(Stored dataset items)
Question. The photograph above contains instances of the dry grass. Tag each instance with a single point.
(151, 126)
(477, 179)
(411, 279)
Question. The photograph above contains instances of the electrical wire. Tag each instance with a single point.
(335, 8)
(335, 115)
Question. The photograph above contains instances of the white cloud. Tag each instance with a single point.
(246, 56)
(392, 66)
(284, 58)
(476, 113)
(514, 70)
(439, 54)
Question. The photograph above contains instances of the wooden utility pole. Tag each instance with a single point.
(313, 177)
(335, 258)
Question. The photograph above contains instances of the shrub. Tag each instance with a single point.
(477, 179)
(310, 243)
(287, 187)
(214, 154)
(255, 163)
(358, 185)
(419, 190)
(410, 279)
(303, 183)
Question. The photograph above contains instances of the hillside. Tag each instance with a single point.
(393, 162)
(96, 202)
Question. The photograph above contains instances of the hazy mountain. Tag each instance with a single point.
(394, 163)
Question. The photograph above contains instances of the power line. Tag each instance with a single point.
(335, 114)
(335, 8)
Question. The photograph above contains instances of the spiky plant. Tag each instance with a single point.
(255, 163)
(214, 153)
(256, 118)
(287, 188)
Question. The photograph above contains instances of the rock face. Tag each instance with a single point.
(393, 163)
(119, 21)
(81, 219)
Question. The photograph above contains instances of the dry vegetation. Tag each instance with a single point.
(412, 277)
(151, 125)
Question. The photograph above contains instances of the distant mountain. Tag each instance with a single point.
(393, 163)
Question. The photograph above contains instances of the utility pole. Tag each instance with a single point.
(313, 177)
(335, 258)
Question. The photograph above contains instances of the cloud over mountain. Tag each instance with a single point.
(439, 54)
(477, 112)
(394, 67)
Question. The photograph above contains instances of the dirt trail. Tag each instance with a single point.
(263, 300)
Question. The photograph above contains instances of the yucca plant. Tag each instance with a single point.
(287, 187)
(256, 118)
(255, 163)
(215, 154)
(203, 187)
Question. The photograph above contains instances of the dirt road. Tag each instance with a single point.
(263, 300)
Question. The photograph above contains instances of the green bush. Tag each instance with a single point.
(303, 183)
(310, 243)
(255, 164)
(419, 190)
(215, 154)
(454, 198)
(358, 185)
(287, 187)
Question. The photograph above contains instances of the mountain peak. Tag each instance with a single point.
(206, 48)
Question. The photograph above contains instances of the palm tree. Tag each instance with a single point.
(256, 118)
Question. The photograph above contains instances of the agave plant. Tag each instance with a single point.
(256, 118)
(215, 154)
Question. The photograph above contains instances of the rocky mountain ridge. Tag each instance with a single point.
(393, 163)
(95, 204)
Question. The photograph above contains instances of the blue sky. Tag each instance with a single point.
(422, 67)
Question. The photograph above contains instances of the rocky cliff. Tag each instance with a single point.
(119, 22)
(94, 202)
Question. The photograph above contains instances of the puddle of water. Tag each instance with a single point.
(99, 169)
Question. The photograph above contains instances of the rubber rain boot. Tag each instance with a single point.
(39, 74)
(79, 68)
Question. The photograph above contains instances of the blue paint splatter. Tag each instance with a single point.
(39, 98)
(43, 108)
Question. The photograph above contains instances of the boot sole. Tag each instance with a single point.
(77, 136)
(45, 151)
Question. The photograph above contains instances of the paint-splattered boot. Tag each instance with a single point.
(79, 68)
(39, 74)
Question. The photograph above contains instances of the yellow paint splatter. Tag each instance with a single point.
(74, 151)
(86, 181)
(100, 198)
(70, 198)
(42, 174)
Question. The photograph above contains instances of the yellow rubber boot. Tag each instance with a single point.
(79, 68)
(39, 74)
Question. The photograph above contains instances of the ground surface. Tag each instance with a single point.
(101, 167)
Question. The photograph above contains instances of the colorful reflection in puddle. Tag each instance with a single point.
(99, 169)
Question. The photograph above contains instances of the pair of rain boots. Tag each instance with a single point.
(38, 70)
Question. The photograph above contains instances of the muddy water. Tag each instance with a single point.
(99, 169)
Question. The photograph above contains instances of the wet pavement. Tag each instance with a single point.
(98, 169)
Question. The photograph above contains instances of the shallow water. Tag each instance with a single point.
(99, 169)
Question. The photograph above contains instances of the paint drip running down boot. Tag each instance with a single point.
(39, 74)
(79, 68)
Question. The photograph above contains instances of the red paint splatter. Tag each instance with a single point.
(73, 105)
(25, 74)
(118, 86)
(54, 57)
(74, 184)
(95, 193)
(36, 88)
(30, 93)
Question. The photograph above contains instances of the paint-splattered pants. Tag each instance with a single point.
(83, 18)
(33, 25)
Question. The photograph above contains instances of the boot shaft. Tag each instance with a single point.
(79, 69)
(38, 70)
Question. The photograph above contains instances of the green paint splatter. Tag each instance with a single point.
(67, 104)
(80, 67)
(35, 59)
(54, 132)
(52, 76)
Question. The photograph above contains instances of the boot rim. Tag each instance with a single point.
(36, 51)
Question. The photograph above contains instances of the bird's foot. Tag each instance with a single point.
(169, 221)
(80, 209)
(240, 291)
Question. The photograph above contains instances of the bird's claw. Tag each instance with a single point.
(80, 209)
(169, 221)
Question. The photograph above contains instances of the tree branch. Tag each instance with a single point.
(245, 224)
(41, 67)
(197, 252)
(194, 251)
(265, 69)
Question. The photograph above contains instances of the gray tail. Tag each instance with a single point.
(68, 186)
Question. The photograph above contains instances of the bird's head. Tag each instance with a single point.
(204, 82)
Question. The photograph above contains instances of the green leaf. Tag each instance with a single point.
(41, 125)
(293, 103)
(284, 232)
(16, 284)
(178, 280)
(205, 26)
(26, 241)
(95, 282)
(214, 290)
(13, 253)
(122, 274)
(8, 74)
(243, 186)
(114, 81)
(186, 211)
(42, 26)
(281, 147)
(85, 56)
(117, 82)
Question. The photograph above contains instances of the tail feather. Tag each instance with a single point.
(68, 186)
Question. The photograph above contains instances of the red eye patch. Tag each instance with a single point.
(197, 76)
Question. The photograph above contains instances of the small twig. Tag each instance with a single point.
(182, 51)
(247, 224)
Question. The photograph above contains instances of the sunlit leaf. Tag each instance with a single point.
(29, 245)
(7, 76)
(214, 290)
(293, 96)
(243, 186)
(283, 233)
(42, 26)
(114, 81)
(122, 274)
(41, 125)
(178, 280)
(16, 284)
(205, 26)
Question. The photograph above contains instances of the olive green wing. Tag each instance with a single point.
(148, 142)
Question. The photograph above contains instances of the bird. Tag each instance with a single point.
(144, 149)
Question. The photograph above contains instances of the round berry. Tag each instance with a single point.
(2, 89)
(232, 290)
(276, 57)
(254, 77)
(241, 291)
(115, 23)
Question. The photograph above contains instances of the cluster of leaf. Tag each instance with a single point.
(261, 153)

(WHAT YOU ARE ASKED TO DO): Each line must be given again exactly as written above.

(RESULT):
Question. The photograph above contains instances of the dry grass. Tag each instance with a single point.
(151, 126)
(477, 179)
(411, 279)
Question. The photograph above contains instances of the electrical wire. Tag each instance with a single point.
(335, 8)
(335, 115)
Question. The photograph above contains instances of the white cloud. Tag each instance with a single point.
(246, 56)
(392, 66)
(284, 58)
(476, 113)
(514, 70)
(439, 54)
Question. The photograph above contains instances of the wooden utility pole. Tag each instance with a single point.
(313, 177)
(335, 258)
Question. The photograph above contains instances of the shrub. Tag each instance with a single point.
(477, 179)
(310, 243)
(287, 187)
(214, 154)
(255, 163)
(358, 185)
(419, 190)
(410, 279)
(303, 183)
Question. The photograph above contains instances of the hillside. Tag each instance with a single point.
(393, 162)
(96, 202)
Question. The photograph above contains instances of the hazy mountain. Tag each instance with a single point.
(394, 163)
Question. The photograph above contains instances of the power line. Tag each instance with a single point.
(335, 114)
(335, 8)
Question. The photograph above contains instances of the spiky plant. Tag each instance with a single point.
(255, 163)
(214, 153)
(256, 118)
(287, 188)
Question. The photograph above contains instances of the rock face. Tag each instance with a single point.
(393, 163)
(119, 21)
(81, 219)
Question. The photograph above contains instances of the dry vegetation. Tag each instance with a single point.
(412, 277)
(151, 125)
Question. The photograph above contains instances of the distant mountain. Tag each instance with a single point.
(393, 163)
Question. The photograph above contains instances of the utility pole. Tag each instance with a single point.
(313, 177)
(335, 258)
Question. The photograph above contains instances of the cloud over mountain. Tag each instance with a single point.
(439, 54)
(477, 112)
(394, 67)
Question. The photograph above contains instances of the dirt trail. Tag each instance with a single point.
(263, 300)
Question. The photograph above contains instances of the yucca plant. Tag each instance with a single point.
(287, 187)
(256, 118)
(255, 163)
(215, 154)
(203, 187)
Question. The photograph above contains instances of the dirt road. Tag each instance with a single point.
(263, 300)
Question. The photograph above contains instances of the green bush. Tag each instance with a single point.
(303, 183)
(310, 243)
(255, 164)
(419, 190)
(215, 154)
(454, 198)
(358, 185)
(287, 187)
Question. The photograph above contains instances of the mountain peak. Tag each instance with a single point.
(206, 48)
Question. The photograph above contains instances of the palm tree. Tag each instance with a single point.
(256, 118)
Question. The photograph above contains instances of the agave plant. Tag each instance with a single point.
(256, 118)
(215, 154)
Question. The photograph above contains instances of the rocky mountain ridge. Tag each instance with a single point.
(393, 163)
(95, 204)
Question. The photograph above contains instances of the blue sky. Tag each instance with a single point.
(422, 67)
Question. The photograph above contains instances of the rocky cliff. Tag each instance with a single point.
(119, 22)
(94, 202)
Question. The photograph above contains instances of the puddle of water. Tag each instance with a single point.
(99, 169)
Question. The photograph above contains instances of the rubber rain boot. Tag each instance with a single point.
(39, 74)
(79, 68)
Question. The photograph above contains instances of the blue paint splatter. Tag each instance with a single point.
(39, 98)
(43, 108)
Question. The photograph above contains instances of the boot sole. Tag each instance with a single point.
(77, 136)
(45, 151)
Question. The photograph above contains instances of the paint-splattered boot. Tag each instance with a single point.
(79, 68)
(39, 74)
Question. The photograph above contains instances of the yellow paint splatter. Tag each instance with a single point.
(74, 151)
(86, 181)
(100, 198)
(70, 198)
(42, 174)
Question. The photograph above contains instances of the yellow rubber boot. Tag each instance with a single point.
(79, 68)
(39, 74)
Question. The photograph above contains instances of the ground surface. Tag each instance with a single point.
(101, 167)
Question. The photograph above contains instances of the colorful reflection in puddle. Tag each instance with a single point.
(99, 169)
Question. The photograph above contains instances of the pair of rain boots. Tag each instance with a single point.
(38, 70)
Question. The photograph above contains instances of the muddy water. Tag each instance with a single point.
(99, 169)
Question. The photograph above contains instances of the wet pavement. Tag each instance with a single point.
(98, 169)
Question. The photograph above contains instances of the shallow water. Tag each instance with a single point.
(99, 169)
Question. The photograph above contains instances of the paint drip running down boot. Tag each instance with a single point.
(39, 74)
(79, 68)
Question. The photograph above contains instances of the red paint splatter. Tag each instance with a single point.
(73, 105)
(25, 74)
(118, 86)
(54, 57)
(74, 184)
(95, 193)
(36, 88)
(30, 93)
Question. The photograph above contains instances of the paint-splattered pants. Tag each instance with a single point.
(83, 18)
(33, 25)
Question. The photograph above contains instances of the boot shaft. Tag each instance with a single point.
(79, 69)
(38, 70)
Question. The photograph above contains instances of the green paint splatter. Tag each instance with a single point.
(67, 104)
(80, 67)
(35, 59)
(54, 132)
(52, 76)
Question. The photograph above contains instances of the boot rim. Tag each instance with a single point.
(36, 51)
Question. The photograph above contains instances of the bird's foot. Tag each instance with a single point.
(169, 221)
(80, 209)
(240, 291)
Question. The photograph above contains instances of the bird's claw. Tag each instance with a single point.
(80, 209)
(169, 221)
Question. The photograph above contains instances of the tree branch. Tag each instance with a single point.
(245, 224)
(41, 67)
(197, 252)
(194, 251)
(265, 69)
Question. The photograph above contains instances of the gray tail. Tag each instance with a single point.
(68, 186)
Question. The photograph above contains instances of the bird's head. Tag each instance with a single point.
(204, 82)
Question. The photograph above contains instances of the green leaf. Tag each instance with a single point.
(41, 125)
(293, 103)
(284, 232)
(16, 284)
(178, 280)
(205, 26)
(26, 241)
(95, 282)
(214, 290)
(13, 253)
(122, 274)
(8, 74)
(243, 186)
(114, 81)
(186, 211)
(42, 26)
(281, 147)
(85, 56)
(117, 82)
Question. The photograph above contains instances of the tail feather. Tag each instance with a single point.
(68, 186)
Question. The photograph above contains instances of the red eye patch. Tag each instance with a single point.
(197, 76)
Question. The photograph above contains instances of the small twig. Tag each instance with a single point.
(182, 51)
(247, 224)
Question. The photograph above contains instances of the sunlit leaf. Tag each instance with a single point.
(29, 245)
(7, 76)
(214, 290)
(293, 96)
(243, 186)
(283, 233)
(42, 26)
(114, 81)
(122, 274)
(41, 125)
(178, 280)
(16, 284)
(205, 26)
Question. The photograph above contains instances of the olive green wing. Tag each instance with a single point.
(148, 142)
Question. The photograph above contains instances of the bird. Tag each instance with a single point.
(144, 149)
Question. The photograph above contains instances of the round berry. Tag each instance with a single point.
(2, 89)
(232, 290)
(276, 57)
(254, 77)
(241, 291)
(115, 23)
Question. The photograph above contains instances of the cluster of leaf. Tag each instance with a single point.
(261, 153)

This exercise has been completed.